DATA SECTION =
++++++++

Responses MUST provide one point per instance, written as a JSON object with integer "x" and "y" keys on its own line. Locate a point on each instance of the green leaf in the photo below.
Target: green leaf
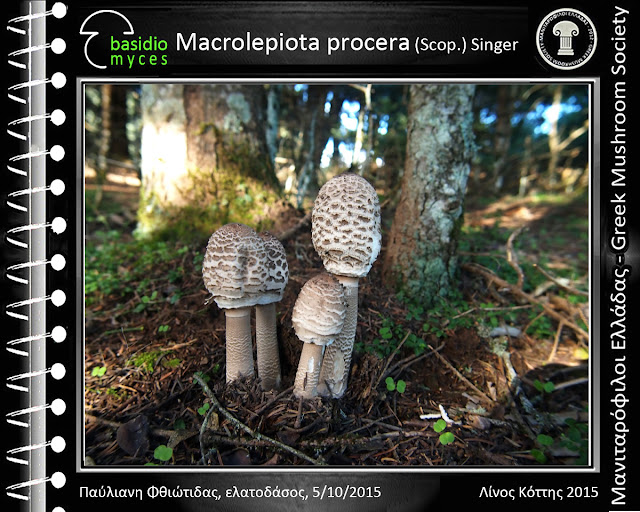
{"x": 545, "y": 440}
{"x": 390, "y": 384}
{"x": 163, "y": 453}
{"x": 447, "y": 438}
{"x": 439, "y": 425}
{"x": 385, "y": 333}
{"x": 98, "y": 371}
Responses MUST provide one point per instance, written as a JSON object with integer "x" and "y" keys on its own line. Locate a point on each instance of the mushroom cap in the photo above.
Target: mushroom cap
{"x": 320, "y": 309}
{"x": 346, "y": 225}
{"x": 235, "y": 266}
{"x": 277, "y": 268}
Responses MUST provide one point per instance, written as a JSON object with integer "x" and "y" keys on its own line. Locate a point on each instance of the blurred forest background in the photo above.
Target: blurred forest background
{"x": 166, "y": 165}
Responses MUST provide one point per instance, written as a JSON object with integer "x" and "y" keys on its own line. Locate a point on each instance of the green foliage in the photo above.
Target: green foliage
{"x": 98, "y": 371}
{"x": 218, "y": 197}
{"x": 163, "y": 453}
{"x": 576, "y": 439}
{"x": 440, "y": 425}
{"x": 145, "y": 301}
{"x": 392, "y": 385}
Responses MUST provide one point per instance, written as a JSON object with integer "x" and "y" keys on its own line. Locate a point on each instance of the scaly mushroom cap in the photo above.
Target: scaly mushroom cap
{"x": 320, "y": 310}
{"x": 346, "y": 225}
{"x": 277, "y": 269}
{"x": 235, "y": 266}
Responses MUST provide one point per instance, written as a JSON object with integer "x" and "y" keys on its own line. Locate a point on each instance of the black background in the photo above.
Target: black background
{"x": 403, "y": 489}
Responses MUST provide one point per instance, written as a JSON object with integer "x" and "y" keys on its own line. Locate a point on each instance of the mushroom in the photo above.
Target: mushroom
{"x": 346, "y": 234}
{"x": 318, "y": 317}
{"x": 266, "y": 328}
{"x": 234, "y": 271}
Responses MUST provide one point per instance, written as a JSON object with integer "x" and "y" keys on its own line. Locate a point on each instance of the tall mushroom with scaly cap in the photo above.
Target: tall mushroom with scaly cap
{"x": 266, "y": 329}
{"x": 318, "y": 316}
{"x": 346, "y": 234}
{"x": 234, "y": 271}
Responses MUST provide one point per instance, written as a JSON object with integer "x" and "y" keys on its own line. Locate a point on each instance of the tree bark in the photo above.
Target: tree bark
{"x": 421, "y": 255}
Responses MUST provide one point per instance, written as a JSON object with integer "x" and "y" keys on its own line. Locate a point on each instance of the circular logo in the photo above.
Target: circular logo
{"x": 566, "y": 38}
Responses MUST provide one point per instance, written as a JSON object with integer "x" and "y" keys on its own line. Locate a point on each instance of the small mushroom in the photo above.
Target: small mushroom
{"x": 346, "y": 234}
{"x": 318, "y": 317}
{"x": 234, "y": 271}
{"x": 266, "y": 329}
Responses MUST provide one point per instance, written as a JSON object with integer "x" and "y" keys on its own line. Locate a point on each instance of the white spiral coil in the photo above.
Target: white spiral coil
{"x": 28, "y": 132}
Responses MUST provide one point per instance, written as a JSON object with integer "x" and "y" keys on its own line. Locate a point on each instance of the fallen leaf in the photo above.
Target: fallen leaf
{"x": 133, "y": 436}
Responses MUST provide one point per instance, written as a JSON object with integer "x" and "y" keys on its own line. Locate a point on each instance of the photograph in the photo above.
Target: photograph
{"x": 341, "y": 273}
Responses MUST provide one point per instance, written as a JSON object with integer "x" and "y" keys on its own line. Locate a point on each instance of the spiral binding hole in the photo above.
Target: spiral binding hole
{"x": 24, "y": 236}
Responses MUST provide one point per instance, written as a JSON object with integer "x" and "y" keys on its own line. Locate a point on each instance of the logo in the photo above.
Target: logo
{"x": 566, "y": 39}
{"x": 121, "y": 52}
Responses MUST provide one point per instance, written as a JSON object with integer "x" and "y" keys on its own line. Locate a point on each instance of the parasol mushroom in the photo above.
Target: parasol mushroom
{"x": 346, "y": 234}
{"x": 234, "y": 271}
{"x": 266, "y": 329}
{"x": 318, "y": 317}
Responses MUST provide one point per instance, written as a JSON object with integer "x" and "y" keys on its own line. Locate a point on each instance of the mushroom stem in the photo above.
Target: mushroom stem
{"x": 337, "y": 358}
{"x": 239, "y": 343}
{"x": 267, "y": 346}
{"x": 308, "y": 371}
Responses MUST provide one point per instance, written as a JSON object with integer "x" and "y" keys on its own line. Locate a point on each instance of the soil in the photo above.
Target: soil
{"x": 490, "y": 398}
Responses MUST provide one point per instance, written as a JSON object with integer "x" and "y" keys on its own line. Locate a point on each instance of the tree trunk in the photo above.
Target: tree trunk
{"x": 502, "y": 138}
{"x": 554, "y": 137}
{"x": 421, "y": 254}
{"x": 204, "y": 153}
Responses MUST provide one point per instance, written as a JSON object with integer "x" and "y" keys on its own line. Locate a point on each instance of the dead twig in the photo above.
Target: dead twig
{"x": 560, "y": 282}
{"x": 512, "y": 257}
{"x": 256, "y": 435}
{"x": 461, "y": 377}
{"x": 492, "y": 278}
{"x": 556, "y": 342}
{"x": 304, "y": 223}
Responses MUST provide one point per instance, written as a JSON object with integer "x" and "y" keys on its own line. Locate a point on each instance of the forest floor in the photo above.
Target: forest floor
{"x": 496, "y": 376}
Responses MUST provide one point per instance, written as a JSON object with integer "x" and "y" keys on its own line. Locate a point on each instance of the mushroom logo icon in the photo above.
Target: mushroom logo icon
{"x": 87, "y": 30}
{"x": 566, "y": 39}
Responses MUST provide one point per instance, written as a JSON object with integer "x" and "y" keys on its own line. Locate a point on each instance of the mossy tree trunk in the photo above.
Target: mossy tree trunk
{"x": 205, "y": 159}
{"x": 421, "y": 255}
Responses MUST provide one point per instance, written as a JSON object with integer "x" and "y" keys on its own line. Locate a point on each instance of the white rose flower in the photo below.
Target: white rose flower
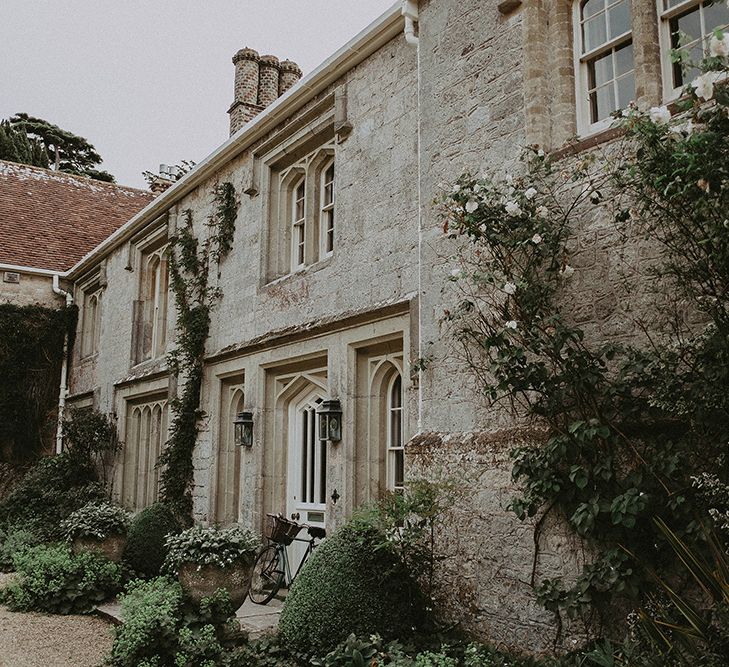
{"x": 719, "y": 47}
{"x": 512, "y": 208}
{"x": 704, "y": 85}
{"x": 660, "y": 115}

++++++++

DIRECTIVE =
Copy out every line of the listing above word for word, leaving out the pictures.

COMPLETE ANSWER =
Responses MUST provide one point per instance, written as a JSON object with integer "x" and "y" keys on its own line. Locate a point on each instance of the green leaf in the photo below.
Target: green leaf
{"x": 545, "y": 440}
{"x": 390, "y": 384}
{"x": 163, "y": 453}
{"x": 447, "y": 438}
{"x": 439, "y": 425}
{"x": 385, "y": 333}
{"x": 98, "y": 371}
Responses MUST provide one point per instance, written as a JSON object with integer "x" and "y" keys on its own line. Locate a point on each instance of the mushroom cap in the photo above.
Target: mushroom cap
{"x": 320, "y": 309}
{"x": 346, "y": 225}
{"x": 235, "y": 266}
{"x": 277, "y": 268}
Responses MUST provide one point per instance, written as a JSON object with integer "x" and "y" keys on its own line. Locate a point on each instance of the blurred forest background in the photo above.
Target: blurred forest background
{"x": 166, "y": 165}
Responses MUST provide one point per instance, written as a JSON object with integer "x" and "y" keys on its own line. Locate a point on each instance of the green foliage in the photo above.
Target: green foliage
{"x": 98, "y": 371}
{"x": 218, "y": 197}
{"x": 163, "y": 453}
{"x": 576, "y": 439}
{"x": 440, "y": 425}
{"x": 145, "y": 301}
{"x": 392, "y": 385}
Responses MUST provide one point per instance, written as a JSON object with integer "x" and "y" keys on its own line. Locate a point on each instance of the scaly mushroom cap in the photo above.
Target: scaly mushroom cap
{"x": 320, "y": 310}
{"x": 346, "y": 225}
{"x": 277, "y": 269}
{"x": 235, "y": 266}
Responses MUST provide one point per instance, written as a JSON object with integer "x" and "y" keys on its own line. Locate a point on each instance of the black background in the photo above.
Target: black background
{"x": 403, "y": 489}
Responses MUST provide one point per instance, written as a JSON object with integer "x" and "y" keys on its own line. Locate a point on each instance of the mushroom in the photo above.
Target: mushroom
{"x": 346, "y": 234}
{"x": 318, "y": 317}
{"x": 266, "y": 328}
{"x": 234, "y": 271}
Responses MUST provide one point per instance, written as a JSON object with integer "x" and "y" keys on its own line. Locate a point on each instance of the tall mushroom with scaly cap in the photo above.
Target: tall mushroom with scaly cap
{"x": 266, "y": 329}
{"x": 318, "y": 316}
{"x": 346, "y": 234}
{"x": 234, "y": 271}
Responses MUST provide one point per instance, written as a JSON object with integer "x" and "y" keys on its own line. Locate a point on each instance of the tree bark in the photo above.
Target: tree bark
{"x": 421, "y": 255}
Responses MUST provide one point per instance, written as a JSON object with integer "x" and "y" keys on its own line. Locate a point on each instance of the circular logo in the photo above.
Target: circular logo
{"x": 566, "y": 38}
Responses MUST provide one point per instance, written as a JSON object with integer "x" and "y" keys on its own line. Locate a point on each instance of the small mushroom in the photo above.
Target: small mushroom
{"x": 346, "y": 234}
{"x": 318, "y": 317}
{"x": 234, "y": 271}
{"x": 266, "y": 329}
Responses MUST provide one point per instance, written as a JSON object with integer "x" and "y" keys on its own line. Locate a point on each instance of the white spiral coil in the photo above.
Target: white spiral coil
{"x": 28, "y": 132}
Responses MUST provide one point per instance, written as a JSON object with integer "x" and "y" keys on its own line. Locate a point on each instance of the fallen leaf in the photo above.
Target: fallen leaf
{"x": 133, "y": 436}
Responses MUST provide one point per instance, written as a JSON object with integer "x" and "y" keys on its own line. Locate a point on each instance of the photograph in the photo above.
Target: photograph
{"x": 341, "y": 273}
Responses MUST provide one point per instance, written as a JSON object with integer "x" and "y" keys on its own line. Locate a point on each instance of the spiral binding hole in the photo above.
Target: spiral binding hole
{"x": 24, "y": 236}
Responses MUST provide one point per instance, written as a JSON object with integer "x" and "y" keys on its own line. Locate a point on each instance of the logo in the photo above.
Target: logo
{"x": 566, "y": 39}
{"x": 121, "y": 52}
Responses MUST provide one point per instance, written as a JSON object with integer "x" and "y" keys on its own line. Locate a point on each instance of the parasol mushroom in the photo above.
Target: parasol mushroom
{"x": 346, "y": 234}
{"x": 234, "y": 271}
{"x": 266, "y": 329}
{"x": 318, "y": 317}
Responses MUST provide one point per instance, written as a JSON object with integer "x" and "y" keys on its own line. Locate a point on each instance of the mushroom stem in the photo above.
Target: mushroom stem
{"x": 337, "y": 358}
{"x": 239, "y": 343}
{"x": 267, "y": 346}
{"x": 308, "y": 371}
Responses MUST provide one point per instance, written as a JSON object with integer "x" and "y" keys on its own line. Locate a point on each instance of the soil in the photo above.
Target: soil
{"x": 490, "y": 398}
Responses MUST provide one point per instance, written as a JSON object with integer "x" and "y" keys on its own line. Locate a point on each instance of the tree trunk in the photo above.
Target: tree trunk
{"x": 502, "y": 138}
{"x": 554, "y": 137}
{"x": 421, "y": 254}
{"x": 204, "y": 153}
Responses MUST provide one point per instance, written as a JSON object with integer "x" and "y" keys on its own line. Locate a point on each instance of the dead twig in the photo above.
Target: dead twig
{"x": 560, "y": 282}
{"x": 512, "y": 257}
{"x": 256, "y": 435}
{"x": 461, "y": 377}
{"x": 492, "y": 278}
{"x": 556, "y": 342}
{"x": 304, "y": 223}
Responses MUST provide one point per instance, written as a JSON object with integer "x" and "y" keys on its own line. Locate a point on each instance of the forest floor in the photo above.
Target: forest floor
{"x": 496, "y": 376}
Responses MUST provide one point per instance, written as a JSON object with integer "x" and "y" keys on its own line. Locate a point on each instance of the mushroom logo icon in the photo above.
Target: mushroom logo icon
{"x": 87, "y": 30}
{"x": 566, "y": 39}
Responses MUST provide one point per instance, written as a JSON object with integer "x" and "y" keys on its own line. Locate a point on each instance of the mossy tree trunk in the photo above.
Target: mossy tree trunk
{"x": 205, "y": 159}
{"x": 421, "y": 255}
Responses MUST provide one point per instance, written as a JSON object with integer "x" and "y" keys on its own line. Locate a point on each instance of the white rose flower in the photo below.
Target: white rose flower
{"x": 719, "y": 47}
{"x": 512, "y": 208}
{"x": 704, "y": 85}
{"x": 660, "y": 115}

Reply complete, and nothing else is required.